- _WHAT THE TASK ASKS_:
The entries should be written out again exactly as they read.

- _EXERCISE INPUTS_:
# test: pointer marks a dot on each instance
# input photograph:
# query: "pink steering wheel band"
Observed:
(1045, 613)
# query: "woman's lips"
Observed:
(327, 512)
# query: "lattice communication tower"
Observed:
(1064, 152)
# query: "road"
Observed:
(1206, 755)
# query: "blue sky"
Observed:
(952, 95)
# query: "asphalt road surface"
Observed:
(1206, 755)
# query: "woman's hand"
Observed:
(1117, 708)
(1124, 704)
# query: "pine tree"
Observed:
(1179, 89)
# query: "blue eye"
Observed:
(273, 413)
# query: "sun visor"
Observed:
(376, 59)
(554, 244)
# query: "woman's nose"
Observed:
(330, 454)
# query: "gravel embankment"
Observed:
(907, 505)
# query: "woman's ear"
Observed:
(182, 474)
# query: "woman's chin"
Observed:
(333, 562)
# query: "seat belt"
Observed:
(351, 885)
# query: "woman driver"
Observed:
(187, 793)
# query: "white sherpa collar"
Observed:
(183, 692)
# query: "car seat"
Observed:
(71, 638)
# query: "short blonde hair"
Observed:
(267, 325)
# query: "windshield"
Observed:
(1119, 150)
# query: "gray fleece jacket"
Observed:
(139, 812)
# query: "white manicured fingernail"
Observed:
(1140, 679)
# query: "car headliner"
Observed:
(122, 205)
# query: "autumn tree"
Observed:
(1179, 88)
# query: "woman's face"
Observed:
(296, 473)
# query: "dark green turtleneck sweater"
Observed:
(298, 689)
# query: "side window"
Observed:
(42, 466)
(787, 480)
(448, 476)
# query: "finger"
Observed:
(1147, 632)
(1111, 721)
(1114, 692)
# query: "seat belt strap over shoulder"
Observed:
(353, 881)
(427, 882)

- _TASK ANSWER_:
# test: pointer marks a dot on each instance
# input photograph:
# query: "pink steering wheel band"
Observed:
(1045, 613)
# query: "woman's lips"
Observed:
(327, 512)
# query: "lattice communication tower"
Observed:
(1064, 152)
# query: "road"
Observed:
(1206, 755)
# query: "blue sky"
Observed:
(952, 95)
# query: "asphalt road surface"
Observed:
(1206, 755)
# query: "woman's hand"
Observed:
(1117, 708)
(1124, 704)
# query: "pine tree"
Observed:
(1179, 89)
# query: "blue eye"
Observed:
(273, 413)
# query: "sun visor"
Observed:
(376, 59)
(554, 244)
# query: "woman's nose"
Observed:
(330, 454)
# query: "gravel embankment"
Observed:
(907, 505)
# query: "woman's ear"
Observed:
(182, 474)
# query: "woman's chin"
Observed:
(333, 562)
# query: "seat belt"
Observed:
(351, 885)
# query: "woman driver"
Observed:
(187, 793)
# query: "white sherpa collar"
Observed:
(183, 692)
# query: "car seat"
Observed:
(71, 638)
# query: "short blonde hair"
Observed:
(267, 325)
# query: "windshield"
Observed:
(1119, 150)
# query: "gray fleece jacket"
Observed:
(139, 812)
# query: "white manicured fingernail"
Observed:
(1140, 679)
# query: "car headliner"
Observed:
(122, 205)
# query: "autumn tree"
Observed:
(1179, 88)
# query: "woman's face"
Observed:
(296, 473)
# query: "dark green turtleneck sweater"
Observed:
(298, 689)
# query: "side window"
Observed:
(42, 466)
(787, 480)
(448, 476)
# query: "finger"
Observed:
(1147, 632)
(1111, 721)
(1114, 692)
# query: "seat belt strap over shoulder"
Observed:
(353, 881)
(427, 882)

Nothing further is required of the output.